-- Source excerpt start --

# Why won't she turn?



## SammyAnn (Feb 15, 2012)

I'm working with my new 10 year old mare and she's having trouble turning. She was left in a pasture for 6 months by her last owner and so we're still working out the kinks. She does forward, backward, all her paces perfectly. She turns right decently but left turns are difficult at best and impossible at worst. I can turn her from the ground fine (she's a model horse for ground work) but from the saddle she won't turn an inch. I don't want to do something wrong and mess her up completely so if anyone has an idea as to what's going on I'd love to hear it.


----------



## AnneGage (Oct 25, 2009)

SammyAnn said:


> I'm working with my new 10 year old mare and she's having trouble turning. She was left in a pasture for 6 months by her last owner and so we're still working out the kinks. She does forward, backward, all her paces perfectly. She turns right decently but left turns are difficult at best and impossible at worst. I can turn her from the ground fine (she's a model horse for ground work) but from the saddle she won't turn an inch. I don't want to do something wrong and mess her up completely so if anyone has an idea as to what's going on I'd love to hear it.


Check your tack and make sure it is good repair and fits her well. If your horse can turn left comfortably without tack, then I would suspect there is an issue with the tack or how it is fitting. Make sure there is nothing pinching or poking her - particularly in the shoulder, withers or along her spine. Make sure the bit fits properly and does not have any rough spots. Have her teeth checked by a veterinarian or equine dentist. Sharp points or misalignments on one side of her jaw can affect her ability to turn under saddle.

After you have eliminated any possibility of a physical cause, then check your own position, balance, alignment and posture in the saddle. All riders are better in one direction than the other. Get help from a trainer if possible who can work with you and your mare.


----------



## smrobs (Jul 30, 2008)

What kind of bit are you riding her in? 

Are you trying to direct rein or neck rein?

How much training did she supposedly have before being left in the pasture for 6 months?


----------



## brighteyes08 (Jan 20, 2010)

You need to work on shoulder control, right now you obviously have none. An excersises that my coach gets me to do at the beginning of every ride is to walk/jog/lope a small circle with their head bent to the inside, inside hand should be straight down while holding the rein and the outside rein should be loose, the horse at first will naturally want to fall into the circle but you'll have to use your inside leg to bump him back out when he tries this. The horse will do this because it's physically demanding for them, eventually it will become easy. It's great for building muscle and loosining them up as a warm up.

-- Source excerpt end --
-- Supplied information start --

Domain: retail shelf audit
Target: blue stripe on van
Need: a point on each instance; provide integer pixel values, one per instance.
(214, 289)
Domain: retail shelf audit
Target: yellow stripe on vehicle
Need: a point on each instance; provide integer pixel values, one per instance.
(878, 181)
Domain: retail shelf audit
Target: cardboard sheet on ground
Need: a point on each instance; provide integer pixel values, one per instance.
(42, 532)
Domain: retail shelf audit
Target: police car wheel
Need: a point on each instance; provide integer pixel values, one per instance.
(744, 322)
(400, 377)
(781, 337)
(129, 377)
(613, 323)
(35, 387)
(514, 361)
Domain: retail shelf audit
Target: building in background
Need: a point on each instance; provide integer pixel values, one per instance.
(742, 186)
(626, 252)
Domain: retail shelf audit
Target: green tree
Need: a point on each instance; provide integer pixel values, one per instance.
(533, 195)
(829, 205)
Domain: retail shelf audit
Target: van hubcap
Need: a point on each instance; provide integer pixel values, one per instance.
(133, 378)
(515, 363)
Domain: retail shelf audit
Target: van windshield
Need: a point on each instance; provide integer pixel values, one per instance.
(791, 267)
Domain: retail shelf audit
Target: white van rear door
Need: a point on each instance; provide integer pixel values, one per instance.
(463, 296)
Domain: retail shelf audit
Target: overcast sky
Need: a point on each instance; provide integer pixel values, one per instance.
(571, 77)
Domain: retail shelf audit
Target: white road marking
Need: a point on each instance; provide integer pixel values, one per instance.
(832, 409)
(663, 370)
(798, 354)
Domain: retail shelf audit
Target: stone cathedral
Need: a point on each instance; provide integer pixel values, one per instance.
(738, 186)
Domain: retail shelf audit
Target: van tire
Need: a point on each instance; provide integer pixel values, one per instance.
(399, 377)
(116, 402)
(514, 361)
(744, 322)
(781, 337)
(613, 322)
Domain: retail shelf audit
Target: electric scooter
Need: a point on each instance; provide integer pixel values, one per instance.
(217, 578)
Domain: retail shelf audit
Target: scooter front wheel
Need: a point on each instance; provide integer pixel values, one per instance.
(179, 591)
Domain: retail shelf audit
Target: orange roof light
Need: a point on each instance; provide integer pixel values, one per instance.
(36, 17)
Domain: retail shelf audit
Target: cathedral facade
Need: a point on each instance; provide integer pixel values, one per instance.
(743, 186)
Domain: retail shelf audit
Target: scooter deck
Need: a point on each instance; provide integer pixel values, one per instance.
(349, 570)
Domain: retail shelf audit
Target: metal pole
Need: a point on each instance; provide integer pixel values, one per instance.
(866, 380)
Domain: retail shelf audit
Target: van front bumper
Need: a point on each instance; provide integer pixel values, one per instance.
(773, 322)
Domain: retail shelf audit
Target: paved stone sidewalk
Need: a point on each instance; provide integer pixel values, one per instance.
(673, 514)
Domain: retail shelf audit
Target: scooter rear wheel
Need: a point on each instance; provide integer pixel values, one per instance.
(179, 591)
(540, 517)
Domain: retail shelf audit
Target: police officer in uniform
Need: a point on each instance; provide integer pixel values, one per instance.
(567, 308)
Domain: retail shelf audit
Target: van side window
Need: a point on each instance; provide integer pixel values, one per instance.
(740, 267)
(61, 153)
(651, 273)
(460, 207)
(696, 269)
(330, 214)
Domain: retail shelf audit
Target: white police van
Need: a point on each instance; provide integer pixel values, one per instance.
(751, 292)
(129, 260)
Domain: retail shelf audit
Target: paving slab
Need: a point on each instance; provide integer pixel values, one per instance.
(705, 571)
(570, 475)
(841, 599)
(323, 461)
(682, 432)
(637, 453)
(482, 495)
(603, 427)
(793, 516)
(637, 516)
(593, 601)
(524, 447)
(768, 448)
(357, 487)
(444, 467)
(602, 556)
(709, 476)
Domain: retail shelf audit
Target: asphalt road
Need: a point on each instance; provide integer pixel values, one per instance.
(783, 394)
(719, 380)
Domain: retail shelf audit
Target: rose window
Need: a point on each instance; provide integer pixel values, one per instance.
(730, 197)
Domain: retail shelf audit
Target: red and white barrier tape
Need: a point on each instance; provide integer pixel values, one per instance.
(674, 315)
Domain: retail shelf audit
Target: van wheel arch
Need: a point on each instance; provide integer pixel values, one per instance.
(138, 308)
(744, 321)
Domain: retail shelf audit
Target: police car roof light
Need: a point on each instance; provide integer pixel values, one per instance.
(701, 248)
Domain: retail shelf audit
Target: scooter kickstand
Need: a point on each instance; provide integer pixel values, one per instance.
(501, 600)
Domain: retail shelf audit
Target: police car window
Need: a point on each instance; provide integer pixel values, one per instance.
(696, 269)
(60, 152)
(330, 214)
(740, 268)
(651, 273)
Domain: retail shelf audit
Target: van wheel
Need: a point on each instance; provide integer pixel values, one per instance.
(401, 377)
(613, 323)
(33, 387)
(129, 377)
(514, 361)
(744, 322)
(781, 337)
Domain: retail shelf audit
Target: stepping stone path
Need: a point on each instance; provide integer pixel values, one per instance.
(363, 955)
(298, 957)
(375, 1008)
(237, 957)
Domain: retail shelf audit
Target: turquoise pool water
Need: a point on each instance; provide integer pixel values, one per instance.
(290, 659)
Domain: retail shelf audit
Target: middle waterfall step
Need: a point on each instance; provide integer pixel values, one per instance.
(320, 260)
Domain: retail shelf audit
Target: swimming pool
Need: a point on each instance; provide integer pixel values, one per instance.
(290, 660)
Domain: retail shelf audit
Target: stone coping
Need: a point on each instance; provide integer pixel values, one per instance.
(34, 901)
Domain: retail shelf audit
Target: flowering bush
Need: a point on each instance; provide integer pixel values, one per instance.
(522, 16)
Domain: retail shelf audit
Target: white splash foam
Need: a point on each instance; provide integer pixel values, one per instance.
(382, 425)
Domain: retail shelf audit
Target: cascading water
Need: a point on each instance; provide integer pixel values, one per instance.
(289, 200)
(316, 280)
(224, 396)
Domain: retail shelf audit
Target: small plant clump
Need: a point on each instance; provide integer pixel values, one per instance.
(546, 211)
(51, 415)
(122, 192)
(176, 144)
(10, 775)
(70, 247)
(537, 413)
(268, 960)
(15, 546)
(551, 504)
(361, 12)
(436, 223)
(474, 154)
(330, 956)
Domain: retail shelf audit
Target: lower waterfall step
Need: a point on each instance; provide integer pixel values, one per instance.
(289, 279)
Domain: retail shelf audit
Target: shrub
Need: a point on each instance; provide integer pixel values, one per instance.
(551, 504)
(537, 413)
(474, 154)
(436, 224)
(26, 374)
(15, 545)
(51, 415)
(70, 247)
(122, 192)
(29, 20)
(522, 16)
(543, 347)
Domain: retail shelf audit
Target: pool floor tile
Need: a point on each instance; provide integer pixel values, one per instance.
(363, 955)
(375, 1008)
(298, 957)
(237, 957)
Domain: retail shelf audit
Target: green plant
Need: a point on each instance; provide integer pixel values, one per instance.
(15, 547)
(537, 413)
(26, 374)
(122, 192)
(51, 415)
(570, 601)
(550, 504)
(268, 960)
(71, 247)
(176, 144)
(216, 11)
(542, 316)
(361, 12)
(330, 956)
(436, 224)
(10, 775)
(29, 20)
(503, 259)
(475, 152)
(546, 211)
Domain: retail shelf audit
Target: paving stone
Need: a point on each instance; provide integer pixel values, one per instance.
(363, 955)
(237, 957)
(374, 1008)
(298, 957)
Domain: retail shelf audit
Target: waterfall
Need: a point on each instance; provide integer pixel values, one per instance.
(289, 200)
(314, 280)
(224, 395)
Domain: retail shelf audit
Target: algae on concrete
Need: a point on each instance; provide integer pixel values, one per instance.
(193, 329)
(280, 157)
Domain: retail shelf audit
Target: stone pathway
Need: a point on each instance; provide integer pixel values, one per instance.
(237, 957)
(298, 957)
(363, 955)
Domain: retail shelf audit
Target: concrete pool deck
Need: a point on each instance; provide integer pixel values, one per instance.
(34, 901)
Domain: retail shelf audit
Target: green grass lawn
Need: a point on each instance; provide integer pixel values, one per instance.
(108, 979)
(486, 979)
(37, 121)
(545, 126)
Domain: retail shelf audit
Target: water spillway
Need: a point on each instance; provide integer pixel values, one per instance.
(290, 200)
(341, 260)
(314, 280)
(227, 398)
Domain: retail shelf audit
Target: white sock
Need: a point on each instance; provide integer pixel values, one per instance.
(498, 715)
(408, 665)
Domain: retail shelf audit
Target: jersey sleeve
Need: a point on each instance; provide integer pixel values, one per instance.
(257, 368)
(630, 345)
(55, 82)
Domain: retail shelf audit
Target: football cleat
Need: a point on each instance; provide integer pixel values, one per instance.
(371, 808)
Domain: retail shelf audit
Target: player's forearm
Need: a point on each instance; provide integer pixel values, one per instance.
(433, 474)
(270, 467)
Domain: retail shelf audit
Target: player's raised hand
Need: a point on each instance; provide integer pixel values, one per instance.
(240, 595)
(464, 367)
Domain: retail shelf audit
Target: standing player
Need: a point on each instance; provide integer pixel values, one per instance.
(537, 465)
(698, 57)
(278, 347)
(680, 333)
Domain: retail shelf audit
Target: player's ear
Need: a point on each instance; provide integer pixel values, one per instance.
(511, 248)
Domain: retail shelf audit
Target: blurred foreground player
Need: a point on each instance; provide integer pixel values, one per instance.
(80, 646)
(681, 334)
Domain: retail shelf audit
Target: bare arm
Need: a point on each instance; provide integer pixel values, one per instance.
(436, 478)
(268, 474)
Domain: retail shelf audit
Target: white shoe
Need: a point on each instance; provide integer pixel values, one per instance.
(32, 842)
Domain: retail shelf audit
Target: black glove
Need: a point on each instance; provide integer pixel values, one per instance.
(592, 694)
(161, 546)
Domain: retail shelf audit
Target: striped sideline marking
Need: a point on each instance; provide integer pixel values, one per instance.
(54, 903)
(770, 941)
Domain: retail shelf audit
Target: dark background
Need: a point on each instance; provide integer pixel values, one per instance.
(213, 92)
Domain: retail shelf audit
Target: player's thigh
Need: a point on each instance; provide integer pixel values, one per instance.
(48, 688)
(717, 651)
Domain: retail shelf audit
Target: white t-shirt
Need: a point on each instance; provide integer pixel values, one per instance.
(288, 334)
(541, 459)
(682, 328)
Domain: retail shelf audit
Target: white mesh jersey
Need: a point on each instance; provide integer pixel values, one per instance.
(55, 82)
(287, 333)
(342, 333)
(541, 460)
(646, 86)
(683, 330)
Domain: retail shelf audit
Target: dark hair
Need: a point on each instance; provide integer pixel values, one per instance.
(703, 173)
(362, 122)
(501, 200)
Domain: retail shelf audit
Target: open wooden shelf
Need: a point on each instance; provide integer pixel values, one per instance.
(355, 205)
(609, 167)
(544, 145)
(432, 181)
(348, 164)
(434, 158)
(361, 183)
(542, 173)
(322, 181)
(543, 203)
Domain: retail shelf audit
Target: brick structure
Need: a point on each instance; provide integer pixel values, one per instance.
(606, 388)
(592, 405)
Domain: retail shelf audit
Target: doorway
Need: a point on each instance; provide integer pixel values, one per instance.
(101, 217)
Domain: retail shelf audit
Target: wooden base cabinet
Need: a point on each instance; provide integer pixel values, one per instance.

-- Supplied information end --

Your task – Write out, word for word, the passage of the forum thread about the mare that won't turn, starting at "## SammyAnn (Feb" and ending at "(Oct 25, 2009)".

Finished task –
## SammyAnn (Feb 15, 2012)

I'm working with my new 10 year old mare and she's having trouble turning. She was left in a pasture for 6 months by her last owner and so we're still working out the kinks. She does forward, backward, all her paces perfectly. She turns right decently but left turns are difficult at best and impossible at worst. I can turn her from the ground fine (she's a model horse for ground work) but from the saddle she won't turn an inch. I don't want to do something wrong and mess her up completely so if anyone has an idea as to what's going on I'd love to hear it.


----------



## AnneGage (Oct 25, 2009)